O QUE SE PEDE:
(A) Responda, com base no texto sobre música e literacia financeira, às seguintes perguntas:
(i) Que álbum dos Da Weasel é mencionado?
(ii) Em que ano de escolaridade se começou a tocar flauta?
(iii) Através de que dois géneros musicais se redescobriu o que é a música em si?
(B) Dê continuidade ao texto sobre música e literacia financeira, começando logo após a última frase apresentada.

EXCERTO DA FONTE:
○ ○ ○

Uma sinfonia de literacia financeira
Uma aula de finanças pessoais mais musical do que o habitual.
“Music produces a kind of pleasure which human nature cannot do without.”
Confucius
Para além destas coisas geralmente aborrecidas da economia e dos mercados, música é sem dúvida uma das maiores predileções que tenho o prazer de desfrutar enquanto ando por aqui a cambalear neste planeta. Ainda que a minha primeira experiência mais a sério com música tenha sido a dissecar o álbum Re-Definições dos Da Weasel, (escondido no conforto do meu quarto, pois não queria que os meus pais soubessem que ouvia música com palavrões, num misto de rebeldia e cobardia), foi provavelmente quanto comecei a tocar flauta no 5º ano que me apercebi que existe algo mágico sobre a perfeição de como determinadas melodias se encaixam e penetram os nossos tímpanos. Quando descobri uma banda chamada Linkin Park, apercebi-me que existia um universo por explorar e descobrir que desconhecia totalmente. Sensação semelhante àquela experienciada por aquele habitante do norte da Europa que vem a Portugal, prova pela primeira vez uma bifana, seguida de um pastel de nata e uma bica, e subitamente percebe que tudo aquilo que sabia sobre comida estava completamente errado.
A partir desse momento, o meu ouvido foi se desenvolvendo e fui começando a ouvir outro tipo de melodias que inicialmente repudiava. Foi apenas uma questão de tempo até pegar na guitarra e experienciar a tortura inicial de aprender os acordes mais básicos. Comecei a ouvir praticamente tudo, desde rock, música clássica, eletrónica, hip hop até heavy metal. E foi sobretudo através destes dois últimos que acabei por redescobrir o que é a música em si.

○ ○ ○

[Entradas de um conjunto de dados]
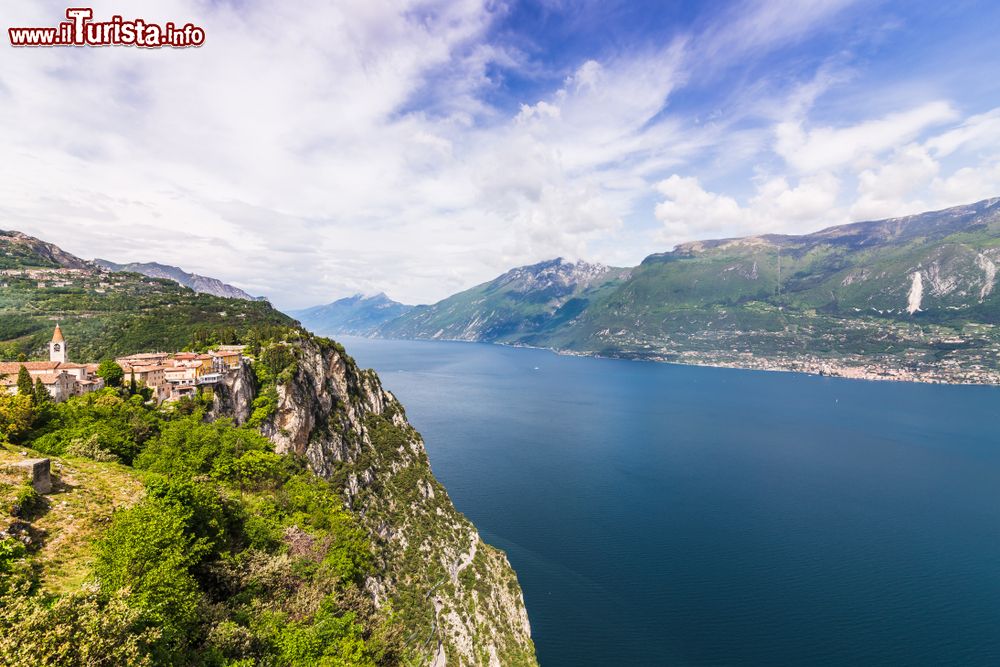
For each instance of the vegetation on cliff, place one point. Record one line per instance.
(112, 314)
(227, 553)
(312, 533)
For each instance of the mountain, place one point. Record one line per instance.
(287, 516)
(19, 250)
(354, 315)
(910, 298)
(108, 313)
(200, 284)
(513, 307)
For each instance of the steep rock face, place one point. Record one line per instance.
(234, 395)
(458, 594)
(23, 250)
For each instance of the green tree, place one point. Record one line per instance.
(147, 552)
(16, 415)
(111, 372)
(24, 385)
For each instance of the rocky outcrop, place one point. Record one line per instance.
(458, 596)
(234, 395)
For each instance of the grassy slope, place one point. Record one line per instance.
(120, 313)
(85, 494)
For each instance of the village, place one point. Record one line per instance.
(170, 375)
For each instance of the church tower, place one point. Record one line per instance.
(57, 348)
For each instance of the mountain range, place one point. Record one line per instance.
(356, 315)
(200, 284)
(110, 313)
(911, 298)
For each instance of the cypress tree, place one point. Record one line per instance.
(42, 395)
(24, 385)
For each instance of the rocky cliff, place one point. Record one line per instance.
(458, 597)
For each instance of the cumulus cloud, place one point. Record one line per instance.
(689, 211)
(314, 149)
(830, 147)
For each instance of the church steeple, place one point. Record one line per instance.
(57, 348)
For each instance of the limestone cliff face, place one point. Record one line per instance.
(234, 395)
(458, 596)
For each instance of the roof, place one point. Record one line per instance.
(51, 378)
(14, 367)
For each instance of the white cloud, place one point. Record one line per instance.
(315, 149)
(691, 212)
(829, 147)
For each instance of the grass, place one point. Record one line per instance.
(77, 511)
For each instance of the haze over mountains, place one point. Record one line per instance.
(356, 315)
(200, 284)
(904, 295)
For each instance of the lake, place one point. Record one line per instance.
(660, 514)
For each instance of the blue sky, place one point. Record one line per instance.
(312, 151)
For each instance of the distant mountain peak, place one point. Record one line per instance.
(559, 274)
(199, 283)
(19, 249)
(357, 315)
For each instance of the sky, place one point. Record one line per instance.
(312, 150)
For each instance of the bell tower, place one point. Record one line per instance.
(57, 348)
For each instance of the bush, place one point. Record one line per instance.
(148, 552)
(26, 502)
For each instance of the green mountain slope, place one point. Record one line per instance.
(908, 298)
(200, 284)
(354, 315)
(109, 313)
(513, 307)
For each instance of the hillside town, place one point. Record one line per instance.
(170, 375)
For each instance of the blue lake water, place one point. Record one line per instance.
(661, 514)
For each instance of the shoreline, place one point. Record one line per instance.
(813, 367)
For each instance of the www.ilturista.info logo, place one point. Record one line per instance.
(81, 30)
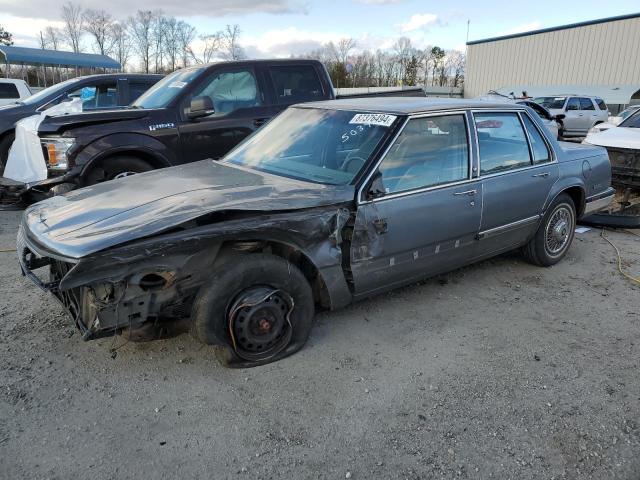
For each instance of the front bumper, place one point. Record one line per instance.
(599, 202)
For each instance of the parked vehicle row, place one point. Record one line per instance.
(328, 203)
(581, 113)
(95, 91)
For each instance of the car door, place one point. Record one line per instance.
(591, 115)
(426, 213)
(574, 117)
(240, 108)
(517, 170)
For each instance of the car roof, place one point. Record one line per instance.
(407, 105)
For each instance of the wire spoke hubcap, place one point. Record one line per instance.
(259, 323)
(558, 231)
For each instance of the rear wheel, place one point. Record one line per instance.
(116, 167)
(5, 145)
(258, 308)
(555, 234)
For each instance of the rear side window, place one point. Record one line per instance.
(137, 89)
(296, 83)
(430, 151)
(8, 90)
(601, 104)
(502, 142)
(539, 148)
(573, 104)
(586, 104)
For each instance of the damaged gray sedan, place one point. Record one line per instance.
(329, 203)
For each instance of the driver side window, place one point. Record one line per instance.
(230, 91)
(430, 151)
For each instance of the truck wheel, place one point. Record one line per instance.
(114, 168)
(5, 145)
(257, 308)
(555, 234)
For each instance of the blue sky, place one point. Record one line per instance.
(281, 27)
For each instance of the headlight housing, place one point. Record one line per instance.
(56, 150)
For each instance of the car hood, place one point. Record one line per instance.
(99, 217)
(618, 137)
(58, 123)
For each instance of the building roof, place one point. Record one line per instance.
(405, 105)
(555, 29)
(37, 56)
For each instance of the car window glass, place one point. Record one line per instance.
(430, 151)
(230, 91)
(295, 84)
(601, 104)
(586, 104)
(541, 153)
(137, 89)
(573, 104)
(8, 90)
(502, 142)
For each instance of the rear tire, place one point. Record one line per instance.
(555, 233)
(116, 167)
(257, 308)
(5, 145)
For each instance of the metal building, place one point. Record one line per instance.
(600, 57)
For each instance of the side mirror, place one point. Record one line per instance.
(200, 107)
(376, 187)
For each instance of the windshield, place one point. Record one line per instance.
(552, 103)
(52, 90)
(627, 111)
(315, 145)
(632, 121)
(163, 92)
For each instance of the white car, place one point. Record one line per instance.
(12, 91)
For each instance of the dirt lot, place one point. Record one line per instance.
(500, 370)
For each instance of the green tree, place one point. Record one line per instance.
(5, 37)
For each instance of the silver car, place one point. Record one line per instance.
(581, 113)
(329, 203)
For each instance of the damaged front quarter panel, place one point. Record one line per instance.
(155, 280)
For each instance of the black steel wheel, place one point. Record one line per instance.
(258, 308)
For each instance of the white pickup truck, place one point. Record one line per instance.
(12, 90)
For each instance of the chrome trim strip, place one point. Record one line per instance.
(594, 205)
(509, 226)
(461, 112)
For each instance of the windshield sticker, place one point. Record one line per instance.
(380, 119)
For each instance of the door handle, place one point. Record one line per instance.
(466, 192)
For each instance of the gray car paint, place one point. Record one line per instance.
(177, 220)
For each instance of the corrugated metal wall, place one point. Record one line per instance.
(601, 54)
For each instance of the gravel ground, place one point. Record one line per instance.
(499, 370)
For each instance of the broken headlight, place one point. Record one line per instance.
(56, 152)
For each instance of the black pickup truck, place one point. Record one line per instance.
(98, 92)
(192, 114)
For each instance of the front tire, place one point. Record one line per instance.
(114, 168)
(257, 308)
(555, 233)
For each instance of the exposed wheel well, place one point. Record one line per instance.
(289, 253)
(577, 195)
(150, 159)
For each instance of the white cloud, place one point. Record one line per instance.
(418, 21)
(525, 27)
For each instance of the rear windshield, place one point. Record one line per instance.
(632, 121)
(551, 103)
(163, 92)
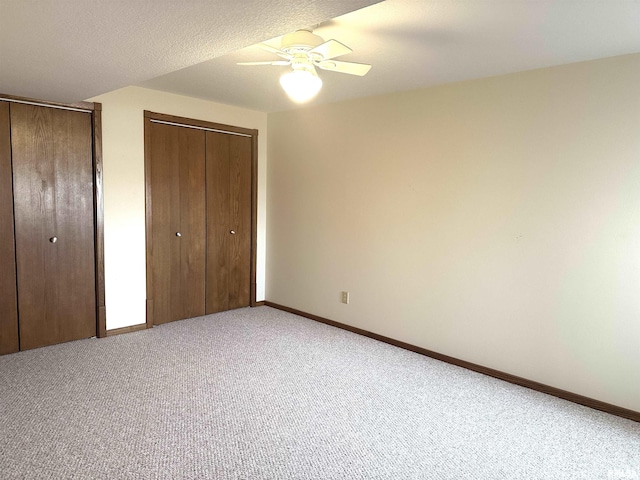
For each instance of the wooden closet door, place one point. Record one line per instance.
(8, 298)
(177, 255)
(54, 224)
(228, 221)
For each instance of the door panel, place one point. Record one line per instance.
(54, 224)
(176, 162)
(228, 221)
(218, 223)
(8, 297)
(240, 251)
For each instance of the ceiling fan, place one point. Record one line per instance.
(304, 51)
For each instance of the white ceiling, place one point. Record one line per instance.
(419, 43)
(69, 50)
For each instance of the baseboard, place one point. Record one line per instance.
(507, 377)
(132, 328)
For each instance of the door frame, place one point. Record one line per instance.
(153, 117)
(95, 109)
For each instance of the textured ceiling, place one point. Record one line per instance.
(419, 43)
(69, 50)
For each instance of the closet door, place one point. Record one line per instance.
(8, 298)
(54, 224)
(228, 221)
(176, 261)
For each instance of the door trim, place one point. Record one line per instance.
(95, 109)
(153, 117)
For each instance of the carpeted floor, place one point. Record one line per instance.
(263, 394)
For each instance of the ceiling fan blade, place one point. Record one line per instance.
(275, 50)
(351, 68)
(331, 49)
(277, 62)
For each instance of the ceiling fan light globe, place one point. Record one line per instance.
(301, 85)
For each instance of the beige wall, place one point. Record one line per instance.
(124, 222)
(497, 221)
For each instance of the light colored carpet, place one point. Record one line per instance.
(263, 394)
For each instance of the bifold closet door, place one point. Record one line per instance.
(176, 168)
(54, 224)
(8, 295)
(229, 160)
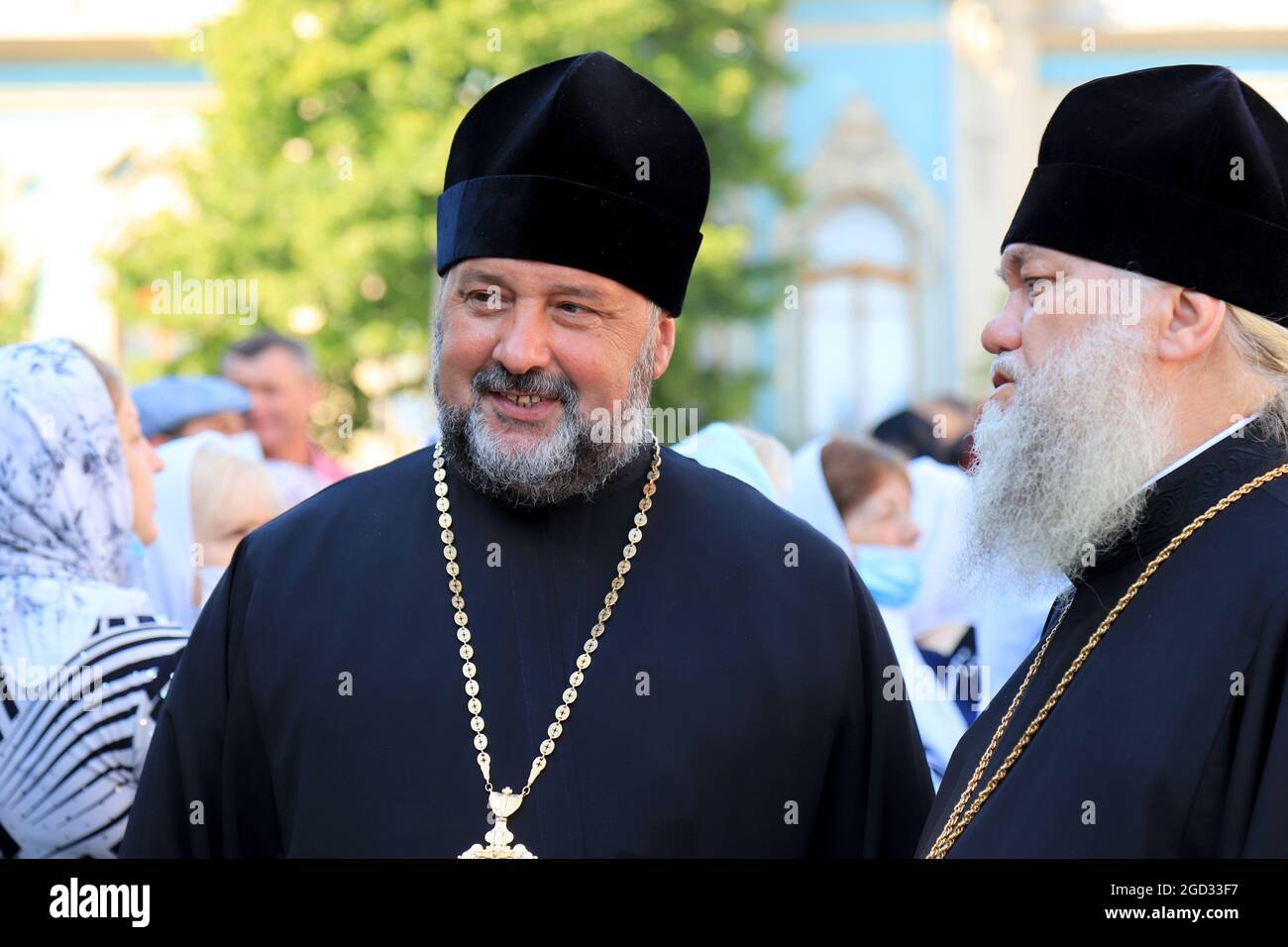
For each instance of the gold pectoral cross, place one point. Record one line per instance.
(503, 804)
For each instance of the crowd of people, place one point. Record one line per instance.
(119, 512)
(206, 460)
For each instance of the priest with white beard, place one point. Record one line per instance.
(1136, 442)
(544, 635)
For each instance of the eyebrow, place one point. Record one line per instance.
(575, 290)
(480, 275)
(1013, 260)
(579, 290)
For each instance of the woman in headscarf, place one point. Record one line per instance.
(858, 493)
(82, 659)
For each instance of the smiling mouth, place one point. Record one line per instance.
(522, 399)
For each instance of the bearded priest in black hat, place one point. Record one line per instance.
(1136, 442)
(544, 635)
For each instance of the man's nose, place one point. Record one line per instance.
(1003, 333)
(524, 343)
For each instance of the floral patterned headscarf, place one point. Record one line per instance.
(64, 502)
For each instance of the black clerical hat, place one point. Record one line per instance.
(581, 162)
(1177, 172)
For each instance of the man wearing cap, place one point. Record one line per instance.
(1136, 442)
(183, 405)
(545, 634)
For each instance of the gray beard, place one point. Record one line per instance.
(575, 460)
(1057, 472)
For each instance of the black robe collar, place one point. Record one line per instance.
(631, 474)
(1179, 497)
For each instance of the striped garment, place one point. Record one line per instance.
(71, 750)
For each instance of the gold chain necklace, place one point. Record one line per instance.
(958, 819)
(503, 804)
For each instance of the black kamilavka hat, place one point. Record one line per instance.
(585, 163)
(1177, 172)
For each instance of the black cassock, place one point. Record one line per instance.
(733, 706)
(1172, 738)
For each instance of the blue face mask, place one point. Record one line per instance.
(892, 575)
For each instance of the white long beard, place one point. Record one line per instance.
(1059, 470)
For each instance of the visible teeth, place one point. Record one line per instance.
(523, 399)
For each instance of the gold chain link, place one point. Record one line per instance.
(958, 819)
(472, 686)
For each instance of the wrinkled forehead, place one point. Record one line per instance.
(536, 277)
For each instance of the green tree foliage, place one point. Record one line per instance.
(322, 162)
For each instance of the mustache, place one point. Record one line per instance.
(496, 377)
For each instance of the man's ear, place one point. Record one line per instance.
(1190, 324)
(665, 344)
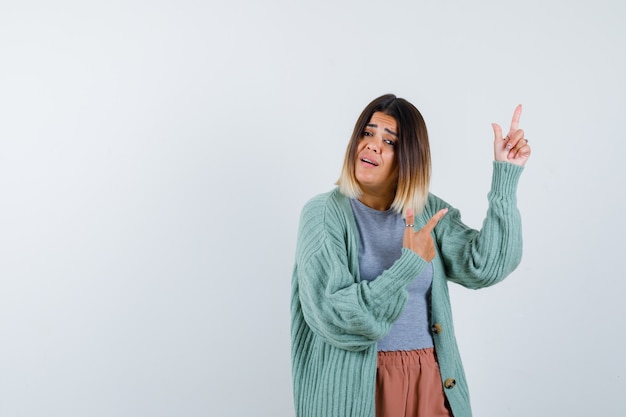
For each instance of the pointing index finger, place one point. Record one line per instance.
(434, 220)
(516, 116)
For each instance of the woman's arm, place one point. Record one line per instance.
(345, 312)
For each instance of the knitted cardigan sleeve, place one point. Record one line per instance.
(480, 258)
(344, 311)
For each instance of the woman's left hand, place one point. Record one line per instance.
(513, 147)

○ ○ ○

RESPOSTAS POR ORDEM:
(A)
(i) Re-Definições
(ii) No 5.º ano
(iii) Hip hop e heavy metal

(B)
Why Do Lyrics Matter? - NRG Recording Studios
Até então, o conteúdo lírico não tinha qualquer relevância para a minha pessoa. Cantar La La La ou declamar um poema musical digno de um nobel em literatura era simplesmente igual para o meu sistema auditivo. (quando olhamos para trás no tempo, é ligeiramente assustador observar o nosso nível de ingenuidade relativamente a determinados temas, no entanto é extremamente motivador observar o quanto evoluímos e progredimos ao longo do tempo) Subitamente descobri que havia uma camada de riqueza na música que ainda não tinha explorado. A sequência de Fibonacci incorporada numa música, um álbum baseado no romance Moby Dick de Herman Melville de 1851 e uma reflexão plural e crítica da nossa sociedade, são apenas alguns exemplos da criatividade e do simbolismo que podemos encontrar dentro do variadíssimo repertório musical. Consequentemente, mesmo que alguém escreva algo com o nível de qualidade de um solo de David Gilmour, se a mensagem da música não acompanhar essa mesma qualidade, é como se estivesse a comer uma daquelas sobremesas saudáveis sem açúcar. Até se pode comer, mas jamais estará ao nível de um pastel de nata.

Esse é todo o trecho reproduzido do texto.